What this task involves: Render every row below as a numbered list, omitting blank lines and leaving the pictures out of the result.

Input material:
BEGIN

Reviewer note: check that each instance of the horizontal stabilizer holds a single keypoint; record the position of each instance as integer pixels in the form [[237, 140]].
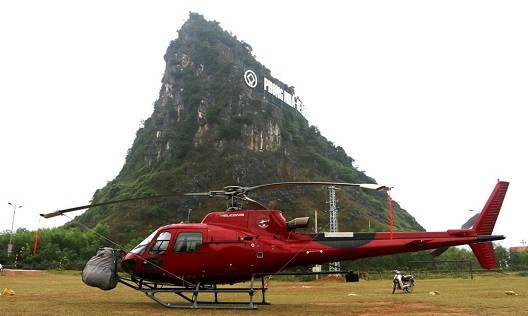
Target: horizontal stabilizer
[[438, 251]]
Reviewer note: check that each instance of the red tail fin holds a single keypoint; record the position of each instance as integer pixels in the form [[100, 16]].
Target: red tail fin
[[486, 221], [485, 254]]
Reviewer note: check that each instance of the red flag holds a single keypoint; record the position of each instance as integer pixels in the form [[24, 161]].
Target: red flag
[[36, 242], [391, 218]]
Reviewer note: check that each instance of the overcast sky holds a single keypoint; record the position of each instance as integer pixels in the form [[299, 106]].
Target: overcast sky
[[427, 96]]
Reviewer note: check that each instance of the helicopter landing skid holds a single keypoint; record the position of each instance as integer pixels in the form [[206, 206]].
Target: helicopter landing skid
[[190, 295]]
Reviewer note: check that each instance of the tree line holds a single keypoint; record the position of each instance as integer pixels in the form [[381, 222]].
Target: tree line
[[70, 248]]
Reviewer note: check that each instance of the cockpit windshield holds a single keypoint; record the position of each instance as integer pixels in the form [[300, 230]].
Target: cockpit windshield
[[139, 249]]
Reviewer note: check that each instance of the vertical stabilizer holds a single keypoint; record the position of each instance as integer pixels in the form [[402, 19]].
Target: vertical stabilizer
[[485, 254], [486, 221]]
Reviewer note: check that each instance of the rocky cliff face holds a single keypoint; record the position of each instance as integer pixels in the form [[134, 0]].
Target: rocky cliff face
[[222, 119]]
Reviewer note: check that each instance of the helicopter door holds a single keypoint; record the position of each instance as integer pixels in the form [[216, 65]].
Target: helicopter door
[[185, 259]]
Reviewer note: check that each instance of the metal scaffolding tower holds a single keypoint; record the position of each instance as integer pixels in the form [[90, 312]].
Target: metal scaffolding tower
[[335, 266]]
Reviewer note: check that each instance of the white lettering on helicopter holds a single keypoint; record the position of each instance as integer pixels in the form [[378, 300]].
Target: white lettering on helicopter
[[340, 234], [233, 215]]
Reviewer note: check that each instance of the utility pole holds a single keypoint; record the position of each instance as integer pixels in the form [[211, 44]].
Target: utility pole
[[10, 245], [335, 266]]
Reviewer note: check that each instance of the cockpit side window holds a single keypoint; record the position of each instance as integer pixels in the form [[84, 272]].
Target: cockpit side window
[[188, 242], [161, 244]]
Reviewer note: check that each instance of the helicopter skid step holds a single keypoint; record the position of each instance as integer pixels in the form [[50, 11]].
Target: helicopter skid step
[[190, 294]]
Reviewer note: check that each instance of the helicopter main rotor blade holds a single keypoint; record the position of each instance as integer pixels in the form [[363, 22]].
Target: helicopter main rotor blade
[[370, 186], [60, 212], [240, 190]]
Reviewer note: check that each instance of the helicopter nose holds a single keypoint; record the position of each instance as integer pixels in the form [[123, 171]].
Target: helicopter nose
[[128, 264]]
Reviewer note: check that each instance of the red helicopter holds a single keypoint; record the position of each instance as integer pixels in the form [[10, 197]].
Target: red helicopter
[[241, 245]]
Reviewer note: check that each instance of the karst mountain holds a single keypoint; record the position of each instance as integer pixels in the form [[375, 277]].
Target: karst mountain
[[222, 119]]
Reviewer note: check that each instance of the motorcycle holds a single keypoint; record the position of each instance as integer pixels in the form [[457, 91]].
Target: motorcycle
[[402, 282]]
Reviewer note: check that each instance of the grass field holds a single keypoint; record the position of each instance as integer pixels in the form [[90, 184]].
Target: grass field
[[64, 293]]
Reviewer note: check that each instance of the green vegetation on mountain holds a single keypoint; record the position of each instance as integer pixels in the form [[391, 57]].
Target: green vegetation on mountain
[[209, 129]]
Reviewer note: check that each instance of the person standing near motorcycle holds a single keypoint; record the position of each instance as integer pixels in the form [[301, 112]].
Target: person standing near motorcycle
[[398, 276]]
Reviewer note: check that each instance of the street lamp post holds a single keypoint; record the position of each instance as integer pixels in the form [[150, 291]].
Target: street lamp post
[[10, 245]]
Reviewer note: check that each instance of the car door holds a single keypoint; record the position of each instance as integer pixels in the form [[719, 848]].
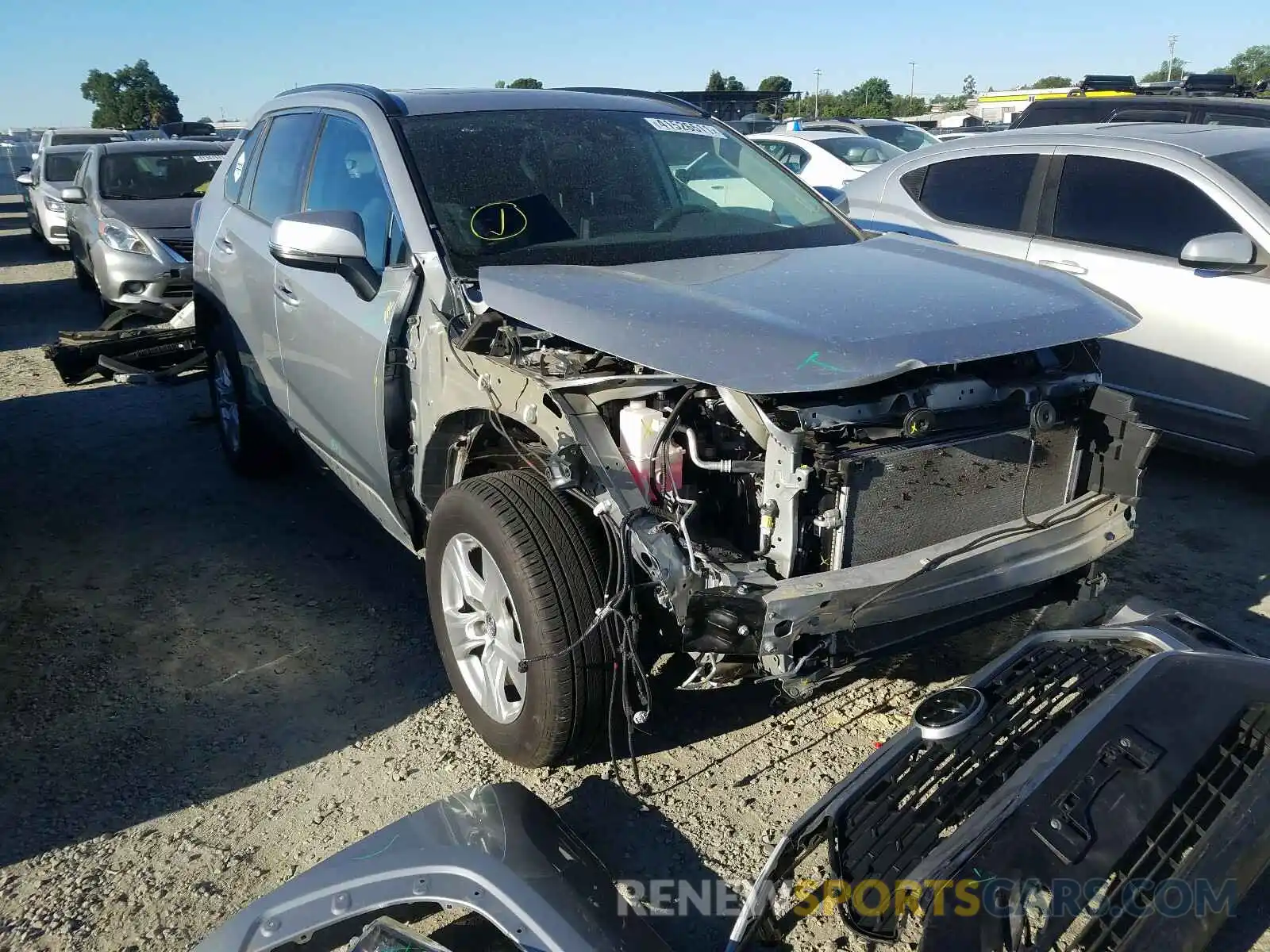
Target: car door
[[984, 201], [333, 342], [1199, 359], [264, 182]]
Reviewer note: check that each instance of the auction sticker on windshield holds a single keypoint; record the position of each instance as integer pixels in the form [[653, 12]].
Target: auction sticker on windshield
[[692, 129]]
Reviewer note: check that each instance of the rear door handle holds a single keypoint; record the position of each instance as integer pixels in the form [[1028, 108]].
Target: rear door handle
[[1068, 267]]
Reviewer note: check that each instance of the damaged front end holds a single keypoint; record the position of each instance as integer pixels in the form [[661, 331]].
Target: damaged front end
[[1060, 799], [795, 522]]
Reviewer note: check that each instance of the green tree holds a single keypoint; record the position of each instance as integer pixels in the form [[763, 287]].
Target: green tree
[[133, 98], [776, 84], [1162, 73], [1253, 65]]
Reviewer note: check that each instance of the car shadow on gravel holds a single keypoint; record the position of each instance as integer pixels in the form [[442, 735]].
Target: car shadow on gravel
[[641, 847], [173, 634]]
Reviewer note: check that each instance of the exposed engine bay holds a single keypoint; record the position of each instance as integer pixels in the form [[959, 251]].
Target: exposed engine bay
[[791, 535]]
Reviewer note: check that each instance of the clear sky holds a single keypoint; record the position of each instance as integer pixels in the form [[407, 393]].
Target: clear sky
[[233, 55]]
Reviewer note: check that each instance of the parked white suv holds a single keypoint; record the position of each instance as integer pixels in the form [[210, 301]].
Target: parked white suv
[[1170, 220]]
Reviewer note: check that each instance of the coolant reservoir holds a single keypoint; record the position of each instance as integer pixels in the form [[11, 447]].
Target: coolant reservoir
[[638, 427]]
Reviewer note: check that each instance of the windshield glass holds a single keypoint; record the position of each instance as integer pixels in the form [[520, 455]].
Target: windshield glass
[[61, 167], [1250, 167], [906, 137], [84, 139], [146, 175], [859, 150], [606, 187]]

END

Full answer:
1. Reviewer note: check that each instance of the horizontal stabilizer holds a single keypoint; record the position of each instance as integer pixels in the form [[237, 140]].
2. Target: horizontal stabilizer
3. [[438, 251]]
4. Reviewer note: check that each instance of the red tail fin holds a single keypoint; record the position of each instance as integer pixels in the form [[100, 16]].
5. Target: red tail fin
6. [[486, 221], [485, 254]]
7. Reviewer note: check that each instance of the red flag holds a single keypoint; record the position of each instance as integer pixels in the form [[24, 161]].
8. Target: red flag
9. [[36, 242], [391, 218]]
10. Reviewer note: check that each instance of the overcast sky holds a single keypoint; record the position of each instance as integer pixels in the form [[299, 106]].
11. Target: overcast sky
12. [[427, 96]]
13. Reviewer note: check that each instance of the helicopter landing skid holds a single keypoint; record the position of each instance as integer pixels in the form [[206, 206]].
14. Target: helicopter landing skid
15. [[190, 295]]
16. Reviewer note: check that each instance of the tree line holds a single keypoint; record the position of each instance as integer pixels in the form [[381, 222]].
17. Target: tree line
18. [[70, 248]]
19. Reviewer note: check that each instance of the cockpit windshield holds a single keypoint; record the position of each instance as integer pixels in the form [[300, 230]].
20. Target: cockpit windshield
21. [[139, 249]]
22. Reviewer note: check that each instance of the vertical stabilizer holds a single keypoint; record the position of each instance as integer pixels in the form [[402, 19]].
23. Target: vertical stabilizer
24. [[485, 254], [486, 221]]
25. Reviewer note: check that each instance of the rocky cliff face holds a single keypoint; record the position of each instance as integer pixels in the form [[134, 0]].
26. Target: rocky cliff face
27. [[222, 119]]
28. Reviewer note: check that each instance of the helicopter door holds a single keypoint; record the position of each instance as integer pixels in the form [[216, 65]].
29. Target: helicopter door
30. [[185, 259]]
31. Reviewer note: check that each instance of the metal scaffolding tower holds a single keypoint; record the position of each instance as integer pixels in the form [[90, 312]].
32. Target: metal scaffolding tower
33. [[335, 266]]
34. Reviewer note: check that each instance of the white lettering on helicopter holds a single keypoint; record the position of each instance as integer pixels in the form [[378, 300]].
35. Target: white lettering on helicopter
36. [[340, 234], [233, 215]]
37. Reviewer note: check that each instance of the utility pole holds a single keypoint; record the position of each instance as integer pixels in the form [[211, 44]].
38. Target: utility pole
39. [[10, 245], [335, 266]]
40. Reviewer note: check that each instance of the cockpit side window holds a single keypoint; record the position of each instance as integer pixels in the form [[84, 272]].
41. Target: cockpit side window
42. [[188, 242], [161, 244]]
43. Reviewer note: check that each instance of the helicopter skid step holds a single keypoint; record the position of each instance as integer pixels in the form [[50, 11]].
44. Target: helicopter skid step
45. [[190, 294]]
46. Reviewer note: check that each instance of the helicopter main rotor blade holds a single keypoint; record the position of each instance as integer pixels in the form [[363, 22]].
47. Target: helicopter main rotor blade
48. [[370, 186], [60, 212], [240, 190]]
49. Reviewer note: check that each instance of the helicopter nose holds a single keypoint; record the position of each instance as integer pixels in the form [[123, 171]].
50. Target: helicopter nose
51. [[128, 264]]
52. Reviewer note: check that each instance of the red helicopter holds a single keypoint; record the position of each instance as integer pixels in the form [[10, 197]].
53. Target: red helicopter
54. [[241, 245]]
55. Reviewer note: check that each instance of the karst mountain holds a single keypoint; record the position of each instance as integer pixels in the form [[375, 277]].
56. Target: karst mountain
57. [[222, 119]]
58. Reviewer note: check that each instance of the motorcycle holds a single keypoint; record the position of each instance as integer pixels in the form [[457, 91]].
59. Target: motorcycle
60. [[402, 282]]
61. Reviewer note: check that each instance of the grass field holds a single keypoint; record the position of each instance as integer pixels in the form [[90, 184]].
62. Target: grass field
63. [[64, 293]]
64. Reviewer note: check that each instance of the green vegetation on mountain holds a single keypoint; record the position of each instance as integer pixels in the form [[391, 57]].
65. Target: green vegetation on mountain
66. [[209, 129]]
67. Reviewer note: check that each instance of the person standing near motorcycle holds a single keypoint; record the position of each instance as integer pixels in the form [[301, 112]].
68. Target: person standing near motorcycle
69. [[398, 276]]
70. Reviewer note: check that each instance of the street lamp post holds a single keypoint; record the position of each instance as integer pixels in the form [[150, 291]].
71. Target: street lamp post
72. [[10, 245]]
73. Reviewer note: check that each instance of the car door holds a single keypoint; record the position of each instance as integer pixels in the form [[719, 848]].
74. Target: car door
75. [[984, 201], [333, 342], [1199, 359], [264, 182]]
76. Reviewer note: check that each instance of the auction sticker on windshield holds a single keypoint; record the position of each instance as integer pixels in the form [[653, 12]].
77. Target: auction sticker on windshield
78. [[692, 129]]
79. Reviewer note: check that each instance of the rear door handle holds a single keypoint; record the position of each instance as integer pixels in the form [[1028, 108]].
80. Target: rear door handle
81. [[1068, 267]]
82. Reviewer note: check that each instance of the damaged front end holds a single keypoint; record the position of each instance as integer pixels in the form [[661, 331]].
83. Target: damaged front end
84. [[1060, 799], [795, 522]]
85. Reviewer note: check that each instance of the green tree holds a single keypoint; record the position of each instance as integer pixels in the form [[763, 287]].
86. Target: green tree
87. [[133, 98], [776, 84], [1162, 73], [1253, 65]]
88. Reviewer note: check that each instance of the car shadow on gravel holds a single keypoint; record the position of each instance as integer pixels in the form [[442, 735]].
89. Target: car shadow on gravel
90. [[641, 847], [173, 634]]
91. Reviewer note: check that each instance of the exposed engine bay holds a single keypoint; record the position of each instance as integer pixels in the form [[959, 251]].
92. Target: exposed engine bay
93. [[791, 535]]
94. Reviewer note: check that each instance of the clear sky holds a single keypoint; record the position of each instance as integer pixels in the form [[407, 393]].
95. Target: clear sky
96. [[233, 55]]
97. Reviewer note: check that each instance of the parked white suv holds a single keypoint; record the position of each instance as integer pixels in the form [[210, 301]].
98. Target: parked white suv
99. [[1170, 220]]
100. Reviewer note: check that each instance of the coolant reservoir holds a single keypoint; record the position of each instance as integer pixels in the form [[11, 447]].
101. Target: coolant reservoir
102. [[638, 427]]
103. Reviewer note: check that each instance of the windshield glass holds a single keypoint; record the position of each instance as integer pixels in the form [[520, 455]].
104. Target: windshield glass
105. [[61, 167], [1250, 167], [906, 137], [84, 139], [146, 175], [859, 150], [606, 187]]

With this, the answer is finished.